• **O QUE FAZER**
- 1) Segundo o governo de Melilla citado no texto sobre os migrantes na fronteira de Melilla, quantos migrantes conseguiram chegar à cidade?
- 2) Copie do texto sobre os migrantes na fronteira de Melilla o trecho que vai de "Um grupo de" até "espanhol de Melilla.", inclusive.
- 3) Escreva a continuação do texto sobre os migrantes na fronteira de Melilla, começando logo depois da última frase apresentada.

• **TEXTO EM ESTUDO**

★ ★ ★ ★ ★ ★ ★

Os migrantes vêm de Marrocos e da vizinha Tunísia, bem como de Mali, Burkina Faso, Camarões, Costa do Marfim e Sudão. Segundo o governo de Melilla, 133 dos cerca de 2.000 migrantes que tentaram atravessar a fronteira conseguiram chegar à cidade “após romper com um alicate a grade de acesso do posto de controle fronteiriço”.
Dos 133 que cruzaram para Melilla, 80% vêm do Sudão, principalmente de Darfur, região em conflito que empurrou mais de dois milhões de pessoas para o exílio, a maioria delas hospedadas em países vizinhos como Uganda. É uma situação política e social muito grave e que o próprio governo espanhol reconheceu no ano passado, quando concedeu proteção internacional a 92% dos sudaneses que a solicitaram. Hoje, a chegada dessas mesmas pessoas é criminalizada como um atentado à integridade territorial do Estado.
Um grupo de direitos humanos acusou as forças de segurança do Marrocos de usar violência “injustificada” contra migrantes que tentam forçar a passagem por uma cerca na fronteira entre o país do norte da África e o enclave espanhol de Melilla.
Amin Abidar, porta-voz da Associação Marroquina de Direitos Humanos, disse que os migrantes foram “maltratados” pelas forças de segurança marroquinas durante a ofensiva na fronteira.
Ele descreveu como os migrantes ficaram presos no chão por horas sem assistência médica. O grupo de direitos humanos compartilhou vídeos nas redes sociais que mostravam dezenas de migrantes, alguns sangrando e deitados imóveis no chão, com as forças de segurança marroquinas de pé sobre eles. Assista abaixo:
Abidar disse à agência de notícias DPA que o número final de mortos provavelmente será muito maior e pediu às autoridades marroquinas que realizem uma “investigação urgente e justa” sobre o incidente.
Cinco outros grupos de direitos humanos no Marrocos e na Espanha apoiaram o pedido de investigação.
A Comissão Espanhola para Refugiados descreveu o que disse ser “o uso indiscriminado da violência para gerenciar a migração e controlar as fronteiras”. O grupo disse que a falta de ação das forças de segurança provavelmente levou a muito mais mortes. A violência impediu que requerentes de asilo elegíveis chegassem ao solo espanhol.

★ ★ ★ ★ ★ ★ ★

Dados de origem

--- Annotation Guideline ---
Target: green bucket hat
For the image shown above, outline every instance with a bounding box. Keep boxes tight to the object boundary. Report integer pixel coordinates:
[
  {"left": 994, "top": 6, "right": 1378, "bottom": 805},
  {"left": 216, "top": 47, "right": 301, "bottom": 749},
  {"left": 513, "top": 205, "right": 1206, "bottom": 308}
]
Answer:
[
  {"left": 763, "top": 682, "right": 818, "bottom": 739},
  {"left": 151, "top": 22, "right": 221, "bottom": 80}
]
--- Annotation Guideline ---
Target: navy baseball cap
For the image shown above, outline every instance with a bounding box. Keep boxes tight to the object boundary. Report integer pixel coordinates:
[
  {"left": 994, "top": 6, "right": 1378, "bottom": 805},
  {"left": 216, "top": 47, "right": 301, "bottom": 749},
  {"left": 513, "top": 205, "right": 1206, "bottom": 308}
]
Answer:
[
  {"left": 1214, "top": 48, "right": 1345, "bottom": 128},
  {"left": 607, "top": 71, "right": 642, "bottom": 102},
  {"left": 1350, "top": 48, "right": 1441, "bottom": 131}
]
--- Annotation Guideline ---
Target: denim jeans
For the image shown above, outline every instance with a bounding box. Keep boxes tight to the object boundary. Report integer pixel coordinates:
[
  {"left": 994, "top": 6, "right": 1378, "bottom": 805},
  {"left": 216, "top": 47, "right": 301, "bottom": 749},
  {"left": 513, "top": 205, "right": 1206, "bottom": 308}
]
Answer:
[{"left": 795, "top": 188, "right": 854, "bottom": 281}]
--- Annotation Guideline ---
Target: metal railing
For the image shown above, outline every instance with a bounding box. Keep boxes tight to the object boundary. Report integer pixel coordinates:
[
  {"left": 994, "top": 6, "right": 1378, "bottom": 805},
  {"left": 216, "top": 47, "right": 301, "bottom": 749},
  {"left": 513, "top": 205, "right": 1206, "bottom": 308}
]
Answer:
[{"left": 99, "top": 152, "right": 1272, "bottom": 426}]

★ ★ ★ ★ ★ ★ ★

• **RESPOSTAS**
- 1) Conseguiram chegar à cidade 133 migrantes, dos cerca de 2.000 que tentaram atravessar a fronteira.

- 2)
Um grupo de direitos humanos acusou as forças de segurança do Marrocos de usar violência “injustificada” contra migrantes que tentam forçar a passagem por uma cerca na fronteira entre o país do norte da África e o enclave espanhol de Melilla.

- 3)
O primeiro-ministro espanhol, Pedro Sanchez, bastante hipócrita e racista condenou o “ataque violento” dos imigrantes, que chamou de “ataque à integridade territorial” da Espanha. Na sexta-feira, Sanchez elogiou os oficiais de ambos os lados da fronteira por combaterem “um ataque violento e bem organizado”. “Se há alguém responsável por tudo o que parece ter acontecido naquela fronteira, são as máfias que traficam seres humanos”, acrescentou Sanchez.
A existência de inúmeras redes mafiosas que se organizam e lucram com a transferência de migrantes por diferentes rotas para e dentro da Europa também não é nova. Simplificar a chegada de 2.000 subsaarianos como de responsabilidade unicamente das máfias, tentando justificar atos de violência contra as vítimas dessas redes de tráfico de pessoas, é inadmissível. É racismo.
Em março deste ano, um jovem migrante negro que tentava pular a cerca da fronteira de Melilla foi espancado por policiais. Assista:
Sanchez ignora o fracasso, não só da Espanha, mas também da União Europeia (UE), na luta contra essas redes de tráfico, culpabilizando as vítimas. Melilla, juntamente com Ceuta, outro enclave espanhol a oeste, são as duas únicas fronteiras terrestres da UE com o continente africano.
Nos últimos anos, ambas as cidades têm vivido conflitos dramáticos na fronteira envolvendo migrantes que tentam chegar à Europa.
Não há qualquer informação das pelo menos 23 pessoas que perderam a vida na fronteira hispano-marroquina naquele dia. Marrocos escondeu rapidamente as provas do seu crime da forma mais desumana possível. Cadáveres não identificados, escondidos com urgência, a milhares de quilômetros de distância de tantas famílias que hoje continuam se perguntando sobre seu paradeiro.